Dans le domaine de la régulation des plateformes numériques, la priorité semble être donnée à la protection du consommateur, quitte à « oublier » que l’économie d’une plateforme numérique est basée sur une relation tripartite. En effet, exit la relation contractuelle directe entre un vendeur et un acheteur, il faut dorénavant composer avec un opérateur de plateforme en ligne gérant un service de « Marketplace », qui met en relation le vendeur et l’acheteur. Si la protection du consommateur est prise au sérieux dans ce tripartisme contractuel, tel n’est pas toujours le cas de celle du vendeur via la plateforme numérique qui reste à la merci de l’opérateur qui la gère. Dans une décision du 2 septembre 2019 le tribunal de commerce de Paris a condamné le déséquilibre significatif en la faveur d’Amazon dans sa relation contractuelle avec les vendeurs utilisant la plateforme. Cette protection de la partie faible est à rapprocher dans les objectifs poursuivis du nouveau règlement européen « sur l’équité et la transparence pour les entreprises utilisatrices de services d’intermédiation en ligne » même si le degré de protection est différent.
La protection de la partie faible d’un contrat d’adhésion entre le vendeur et la plateforme par le juge français
Les faits sont simple : Une enquête de la Direction générale de la concurrence, de la consommation et de la répression des fraudes (DGCCRF), qui est l’équivalent du bureau de la concurrence au Canada, avait mis en lumière l’abus de position dominante des opérateurs de plateformes de commerce électronique dans la relation contractuelle avec les vendeurs utilisant ces services. Le ministre de l’économie français B. Le Maire avait alors assigné trois sociétés du groupe Amazon et demandait le prononcé d’une amende de 9.5 millions d’euros sur le fondement de l’article L.442-6 du code de commerce (version qui était en vigueur jusqu’au 26 avril 2019), qui permet notamment de protéger une partie faible dans la relation commerciale.
Après avoir déterminé que deux des trois sociétés, à savoir la société Amazon France Services et la société Amazon Services Europe, étaient des partenaires commerciaux des vendeurs, critère qui est exigé au titre de l’article invoqué, et après s’être déclaré compétent au titre de l’applicabilité de la loi française, le juge français raisonne en deux temps.

» Volets du travail:
- a) Recopiez les enregistrements depuis leur début jusqu'à la ligne contenant « 158 171 L 166 » incluse, en substituant « pocket clip » à « pen clip » et sans rien modifier d'autre.
- b) Poursuivez le texte sur la protection des vendeurs face aux plateformes numériques à partir de l'endroit où il s'arrête.
Le texte sur la protection des vendeurs face aux plateformes numériques n'a aucun lien avec les enregistrements.

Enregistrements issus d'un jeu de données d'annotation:
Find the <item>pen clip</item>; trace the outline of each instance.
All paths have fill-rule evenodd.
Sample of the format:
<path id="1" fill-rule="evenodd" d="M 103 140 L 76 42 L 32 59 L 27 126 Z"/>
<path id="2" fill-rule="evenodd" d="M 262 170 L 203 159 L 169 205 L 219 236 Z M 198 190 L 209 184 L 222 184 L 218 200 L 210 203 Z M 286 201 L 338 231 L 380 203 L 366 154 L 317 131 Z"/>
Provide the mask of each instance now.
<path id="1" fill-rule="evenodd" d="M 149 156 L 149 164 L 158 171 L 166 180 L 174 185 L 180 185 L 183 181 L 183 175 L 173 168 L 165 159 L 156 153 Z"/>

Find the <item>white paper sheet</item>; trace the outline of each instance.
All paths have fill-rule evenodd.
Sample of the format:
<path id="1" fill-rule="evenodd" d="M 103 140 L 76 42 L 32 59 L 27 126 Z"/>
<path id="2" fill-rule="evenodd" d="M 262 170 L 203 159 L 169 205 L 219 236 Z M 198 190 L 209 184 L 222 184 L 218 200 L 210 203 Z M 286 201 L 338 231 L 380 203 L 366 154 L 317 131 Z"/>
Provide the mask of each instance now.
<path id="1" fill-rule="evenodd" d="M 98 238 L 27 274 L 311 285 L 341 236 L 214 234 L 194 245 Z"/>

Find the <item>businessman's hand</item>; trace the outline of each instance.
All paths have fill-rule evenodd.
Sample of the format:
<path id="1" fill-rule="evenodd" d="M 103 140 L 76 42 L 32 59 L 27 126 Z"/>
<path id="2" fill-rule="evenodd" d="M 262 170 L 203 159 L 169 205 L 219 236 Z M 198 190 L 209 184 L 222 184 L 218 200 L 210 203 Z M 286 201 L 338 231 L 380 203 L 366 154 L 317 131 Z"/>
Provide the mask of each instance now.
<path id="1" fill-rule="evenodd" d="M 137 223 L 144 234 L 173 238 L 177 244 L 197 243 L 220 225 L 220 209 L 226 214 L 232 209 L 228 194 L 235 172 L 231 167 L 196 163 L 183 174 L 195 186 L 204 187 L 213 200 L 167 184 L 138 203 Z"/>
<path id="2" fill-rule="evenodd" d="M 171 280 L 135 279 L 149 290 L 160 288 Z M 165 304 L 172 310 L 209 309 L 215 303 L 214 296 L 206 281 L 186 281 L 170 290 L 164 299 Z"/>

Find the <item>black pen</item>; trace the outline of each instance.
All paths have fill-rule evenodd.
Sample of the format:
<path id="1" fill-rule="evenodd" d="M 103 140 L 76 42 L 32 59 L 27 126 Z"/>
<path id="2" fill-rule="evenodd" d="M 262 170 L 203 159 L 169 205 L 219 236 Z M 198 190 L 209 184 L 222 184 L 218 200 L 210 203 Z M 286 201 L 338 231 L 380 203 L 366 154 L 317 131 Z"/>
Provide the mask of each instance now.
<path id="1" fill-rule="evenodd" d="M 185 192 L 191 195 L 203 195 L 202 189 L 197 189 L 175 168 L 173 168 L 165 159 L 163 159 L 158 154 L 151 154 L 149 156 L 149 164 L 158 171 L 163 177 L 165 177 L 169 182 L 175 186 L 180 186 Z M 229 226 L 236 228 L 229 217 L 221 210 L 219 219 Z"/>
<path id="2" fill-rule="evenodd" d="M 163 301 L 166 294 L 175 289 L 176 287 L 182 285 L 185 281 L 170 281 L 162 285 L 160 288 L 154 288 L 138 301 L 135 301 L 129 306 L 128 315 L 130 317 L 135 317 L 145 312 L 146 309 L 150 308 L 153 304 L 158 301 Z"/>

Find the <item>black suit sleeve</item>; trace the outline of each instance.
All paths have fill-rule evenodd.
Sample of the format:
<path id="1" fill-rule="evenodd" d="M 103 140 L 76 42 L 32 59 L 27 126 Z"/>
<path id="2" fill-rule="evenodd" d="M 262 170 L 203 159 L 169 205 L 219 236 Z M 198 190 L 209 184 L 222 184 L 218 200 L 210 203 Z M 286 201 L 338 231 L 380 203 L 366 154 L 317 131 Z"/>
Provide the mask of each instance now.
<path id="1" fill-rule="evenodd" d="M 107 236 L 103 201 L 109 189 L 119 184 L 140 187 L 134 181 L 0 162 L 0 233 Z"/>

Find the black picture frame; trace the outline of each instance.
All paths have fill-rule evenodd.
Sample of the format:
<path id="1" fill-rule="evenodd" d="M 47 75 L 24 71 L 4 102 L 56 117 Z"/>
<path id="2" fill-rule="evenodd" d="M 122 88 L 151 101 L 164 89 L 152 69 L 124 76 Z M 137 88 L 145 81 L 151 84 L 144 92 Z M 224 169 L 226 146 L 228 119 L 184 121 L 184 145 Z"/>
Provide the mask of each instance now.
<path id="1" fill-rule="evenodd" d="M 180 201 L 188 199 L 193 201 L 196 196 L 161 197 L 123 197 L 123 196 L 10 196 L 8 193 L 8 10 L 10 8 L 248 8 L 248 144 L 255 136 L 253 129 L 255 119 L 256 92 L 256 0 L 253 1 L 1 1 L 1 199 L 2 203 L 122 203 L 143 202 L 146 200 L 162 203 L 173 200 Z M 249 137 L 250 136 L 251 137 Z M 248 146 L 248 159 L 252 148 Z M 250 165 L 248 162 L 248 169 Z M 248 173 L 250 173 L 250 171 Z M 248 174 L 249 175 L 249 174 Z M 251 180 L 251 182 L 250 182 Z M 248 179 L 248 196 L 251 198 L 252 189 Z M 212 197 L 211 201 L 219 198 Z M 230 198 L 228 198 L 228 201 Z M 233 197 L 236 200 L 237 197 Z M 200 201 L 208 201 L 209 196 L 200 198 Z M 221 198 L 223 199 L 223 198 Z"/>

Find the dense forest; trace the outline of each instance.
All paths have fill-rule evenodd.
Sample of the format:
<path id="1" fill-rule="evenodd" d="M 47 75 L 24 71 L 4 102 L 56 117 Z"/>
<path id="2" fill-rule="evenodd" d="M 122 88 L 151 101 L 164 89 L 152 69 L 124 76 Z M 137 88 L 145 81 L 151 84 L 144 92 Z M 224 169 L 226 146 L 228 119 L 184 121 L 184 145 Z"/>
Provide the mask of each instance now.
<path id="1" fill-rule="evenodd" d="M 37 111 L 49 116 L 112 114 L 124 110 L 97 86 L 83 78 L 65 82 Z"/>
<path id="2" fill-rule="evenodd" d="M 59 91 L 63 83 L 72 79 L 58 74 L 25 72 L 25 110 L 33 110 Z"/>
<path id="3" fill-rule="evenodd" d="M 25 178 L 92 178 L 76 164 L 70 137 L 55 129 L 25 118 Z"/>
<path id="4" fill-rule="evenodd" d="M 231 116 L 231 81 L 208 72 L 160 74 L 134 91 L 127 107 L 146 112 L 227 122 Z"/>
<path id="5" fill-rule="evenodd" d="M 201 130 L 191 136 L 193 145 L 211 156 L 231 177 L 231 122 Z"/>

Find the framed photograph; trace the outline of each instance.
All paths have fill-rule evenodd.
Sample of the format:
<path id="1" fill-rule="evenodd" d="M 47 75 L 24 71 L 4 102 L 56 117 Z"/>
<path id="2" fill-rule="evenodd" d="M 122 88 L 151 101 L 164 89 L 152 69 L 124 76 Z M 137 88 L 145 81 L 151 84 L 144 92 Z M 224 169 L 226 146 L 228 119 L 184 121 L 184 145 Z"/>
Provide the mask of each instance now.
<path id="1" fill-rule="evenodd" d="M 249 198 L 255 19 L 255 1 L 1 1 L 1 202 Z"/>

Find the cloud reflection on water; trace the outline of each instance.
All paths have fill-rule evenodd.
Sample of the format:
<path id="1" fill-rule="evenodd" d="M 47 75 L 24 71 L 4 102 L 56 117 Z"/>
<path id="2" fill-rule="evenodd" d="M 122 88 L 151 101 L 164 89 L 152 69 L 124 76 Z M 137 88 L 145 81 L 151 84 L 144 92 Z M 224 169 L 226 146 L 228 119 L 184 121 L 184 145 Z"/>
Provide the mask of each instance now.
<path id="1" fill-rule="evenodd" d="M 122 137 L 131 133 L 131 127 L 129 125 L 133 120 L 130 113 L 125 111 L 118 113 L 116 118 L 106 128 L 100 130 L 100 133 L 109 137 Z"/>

» Résultats par consigne:
- a)
Find the <item>pocket clip</item>; trace the outline of each instance.
All paths have fill-rule evenodd.
Sample of the format:
<path id="1" fill-rule="evenodd" d="M 103 140 L 76 42 L 32 59 L 27 126 Z"/>
<path id="2" fill-rule="evenodd" d="M 262 170 L 203 159 L 169 205 L 219 236 Z M 198 190 L 209 184 L 222 184 L 218 200 L 210 203 Z M 286 201 L 338 231 L 380 203 L 366 154 L 317 131 Z"/>
Provide the mask of each instance now.
<path id="1" fill-rule="evenodd" d="M 149 156 L 149 164 L 158 171 L 166 180 L 174 185 L 180 185 L 183 181 L 183 175 L 173 168 L 165 159 L 156 153 Z"/>

- b)
En premier lieu, il s’attache à montrer qu’il existe bien une soumission du vendeur envers l’opérateur de plateforme qui est requise à l’article L.442-6 du code de commerce.
Le seul critère de l’absence de négociation des contrats, qui suffit normalement à démontrer la soumission dans la jurisprudence antérieure, n’est pas selon le juge un critère déterminant en l’espèce. En effet, il admet :
« Qu’il n’est pas contestable qu’il ne peut en être autrement pour une place de marché en raison de sa nécessaire automatisation, de la nécessité d’offrir aux consommateurs des modalités, conditions et prestations identiques pour tous les produits, présentés sur un même écran, quel que soit le vendeur tiers ».
Cependant, le juge combine cette absence de négociation à des éléments plus factuels. Ainsi, il considère que la puissance d’Amazon est sans commune mesure et que la disproportion de force avec les vendeurs de la place de marché est colossale puisqu’il s’agit du plus grand vendeur en ligne B to C si l’on se base sur son chiffre d’affaires, le nombre de visiteurs, le nombre de produits référencés ou encore l’accès donné à de nombreux vendeurs comparé aux places de marché concurrentes.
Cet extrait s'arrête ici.